[Records from a collection]
__________

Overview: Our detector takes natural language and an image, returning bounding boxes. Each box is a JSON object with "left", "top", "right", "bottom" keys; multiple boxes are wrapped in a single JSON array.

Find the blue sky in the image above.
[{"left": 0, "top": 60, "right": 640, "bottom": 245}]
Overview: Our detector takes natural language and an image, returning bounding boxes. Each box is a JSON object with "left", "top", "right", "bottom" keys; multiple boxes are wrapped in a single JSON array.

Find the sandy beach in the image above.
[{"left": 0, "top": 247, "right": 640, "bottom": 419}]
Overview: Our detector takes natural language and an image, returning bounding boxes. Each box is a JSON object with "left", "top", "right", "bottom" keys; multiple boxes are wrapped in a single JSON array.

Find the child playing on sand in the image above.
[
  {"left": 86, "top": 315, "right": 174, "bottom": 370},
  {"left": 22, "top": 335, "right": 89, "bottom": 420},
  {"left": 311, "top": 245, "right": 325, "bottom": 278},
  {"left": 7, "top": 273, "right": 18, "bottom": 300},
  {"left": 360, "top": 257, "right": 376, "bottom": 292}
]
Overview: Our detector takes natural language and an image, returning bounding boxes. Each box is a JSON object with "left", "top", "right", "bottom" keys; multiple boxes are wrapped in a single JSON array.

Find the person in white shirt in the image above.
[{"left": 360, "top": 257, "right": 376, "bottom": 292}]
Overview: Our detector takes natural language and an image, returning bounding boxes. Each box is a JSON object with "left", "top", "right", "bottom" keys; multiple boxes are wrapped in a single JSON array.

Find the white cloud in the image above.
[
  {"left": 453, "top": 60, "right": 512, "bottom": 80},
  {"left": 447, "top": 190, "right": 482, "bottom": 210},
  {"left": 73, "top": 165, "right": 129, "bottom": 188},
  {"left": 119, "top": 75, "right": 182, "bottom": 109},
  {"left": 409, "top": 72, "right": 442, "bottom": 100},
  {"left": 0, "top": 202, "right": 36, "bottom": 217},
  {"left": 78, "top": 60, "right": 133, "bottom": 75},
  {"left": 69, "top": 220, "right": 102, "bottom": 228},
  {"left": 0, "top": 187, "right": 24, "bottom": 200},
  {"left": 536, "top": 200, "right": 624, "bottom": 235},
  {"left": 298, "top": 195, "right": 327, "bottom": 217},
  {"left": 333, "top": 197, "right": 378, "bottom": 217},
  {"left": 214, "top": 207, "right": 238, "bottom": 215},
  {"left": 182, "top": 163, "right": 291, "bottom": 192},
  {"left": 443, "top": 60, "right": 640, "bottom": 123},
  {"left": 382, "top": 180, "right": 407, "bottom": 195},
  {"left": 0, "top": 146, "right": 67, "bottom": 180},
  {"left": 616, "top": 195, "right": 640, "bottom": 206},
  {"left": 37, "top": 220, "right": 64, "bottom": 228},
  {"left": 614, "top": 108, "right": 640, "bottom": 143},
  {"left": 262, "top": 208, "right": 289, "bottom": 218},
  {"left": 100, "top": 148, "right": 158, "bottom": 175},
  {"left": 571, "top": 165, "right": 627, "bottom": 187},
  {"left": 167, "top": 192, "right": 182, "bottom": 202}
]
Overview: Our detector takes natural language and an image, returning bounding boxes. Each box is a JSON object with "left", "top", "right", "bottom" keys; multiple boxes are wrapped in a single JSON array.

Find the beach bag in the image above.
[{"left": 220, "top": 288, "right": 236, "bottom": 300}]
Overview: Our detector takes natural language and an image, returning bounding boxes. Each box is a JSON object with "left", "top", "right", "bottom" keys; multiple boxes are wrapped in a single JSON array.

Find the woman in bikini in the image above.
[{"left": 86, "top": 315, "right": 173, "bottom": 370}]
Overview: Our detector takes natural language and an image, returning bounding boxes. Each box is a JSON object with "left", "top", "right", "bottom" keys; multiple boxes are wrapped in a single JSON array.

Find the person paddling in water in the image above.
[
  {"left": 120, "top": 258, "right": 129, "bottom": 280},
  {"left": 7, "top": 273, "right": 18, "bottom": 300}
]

__________

* _EXERCISE INSTRUCTIONS_:
Retype all of the data shown above, word for word.

* _ANSWER IN FULL_:
Overview: Our detector takes natural language and an image, returning bounding boxes. Each box is a JSON object with "left", "top", "right", "bottom" keys; multiple boxes are wrapped in a single JSON array.

Find the blue sky in the image above.
[{"left": 0, "top": 60, "right": 640, "bottom": 245}]
Overview: Our detector takes natural language and an image, returning bounding boxes. Each box is a JSON object with "left", "top", "right", "bottom" keys; multiple boxes are wrapped in a single JSON array.

Find the sandy beach in the image above.
[{"left": 0, "top": 247, "right": 640, "bottom": 419}]
Overview: Our detector takes natural language and an image, returning bounding boxes. Each box is a JSON object with "left", "top", "right", "bottom" keys; multiple boxes are wrapped in a single JSON array.

Find the child playing on sand in the image above.
[
  {"left": 86, "top": 315, "right": 174, "bottom": 370},
  {"left": 22, "top": 335, "right": 89, "bottom": 420},
  {"left": 311, "top": 245, "right": 325, "bottom": 278},
  {"left": 7, "top": 273, "right": 18, "bottom": 300},
  {"left": 360, "top": 257, "right": 376, "bottom": 292}
]
Overview: Our detector takes natural language and an image, returning bounding boxes. Each box is a JSON object with "left", "top", "right", "bottom" keys; multiple boxes are wrapped in a single JSON array.

Find the person in white shirt in the image above.
[{"left": 360, "top": 257, "right": 376, "bottom": 292}]
Overview: Our detector takes natural language and an image, returning bounding boxes. Each box is a JSON object with "left", "top", "right", "bottom" keys; multiple boxes are wrapped in a single JSON array.

Find the white cloud in the image above.
[
  {"left": 453, "top": 60, "right": 512, "bottom": 80},
  {"left": 447, "top": 190, "right": 482, "bottom": 210},
  {"left": 73, "top": 165, "right": 129, "bottom": 188},
  {"left": 119, "top": 75, "right": 182, "bottom": 109},
  {"left": 409, "top": 72, "right": 442, "bottom": 100},
  {"left": 0, "top": 202, "right": 36, "bottom": 217},
  {"left": 78, "top": 60, "right": 133, "bottom": 75},
  {"left": 69, "top": 220, "right": 102, "bottom": 228},
  {"left": 0, "top": 187, "right": 24, "bottom": 200},
  {"left": 536, "top": 200, "right": 624, "bottom": 235},
  {"left": 298, "top": 195, "right": 327, "bottom": 217},
  {"left": 333, "top": 197, "right": 378, "bottom": 217},
  {"left": 214, "top": 207, "right": 238, "bottom": 215},
  {"left": 182, "top": 163, "right": 291, "bottom": 192},
  {"left": 443, "top": 60, "right": 640, "bottom": 123},
  {"left": 382, "top": 180, "right": 407, "bottom": 195},
  {"left": 0, "top": 146, "right": 67, "bottom": 180},
  {"left": 616, "top": 195, "right": 640, "bottom": 206},
  {"left": 37, "top": 220, "right": 64, "bottom": 228},
  {"left": 614, "top": 108, "right": 640, "bottom": 143},
  {"left": 262, "top": 208, "right": 289, "bottom": 218},
  {"left": 100, "top": 148, "right": 158, "bottom": 175},
  {"left": 571, "top": 165, "right": 627, "bottom": 187},
  {"left": 167, "top": 192, "right": 182, "bottom": 202}
]
Overview: Our detector takes natural language and an image, returning bounding boxes. Each box is a JSON object with "left", "top", "right", "bottom" keys; multiple boxes are wrapped in a single JSON array.

Find the beach bag in the image above.
[{"left": 220, "top": 288, "right": 236, "bottom": 300}]
Overview: Our detector takes natural language and an image, returning bounding boxes. Each box is a JSON object with "left", "top", "right", "bottom" keys; multiple boxes are wrapped in a single JSON array.

Find the woman in bikini in the image above.
[{"left": 86, "top": 315, "right": 173, "bottom": 370}]
Overview: Our detector takes natural language and an image, returning bounding boxes. Each box is a JSON object with "left", "top", "right", "bottom" keys; multiple boxes are wrapped in a single JSON array.

Find the person paddling in water in the image above.
[
  {"left": 120, "top": 258, "right": 129, "bottom": 280},
  {"left": 7, "top": 273, "right": 18, "bottom": 300}
]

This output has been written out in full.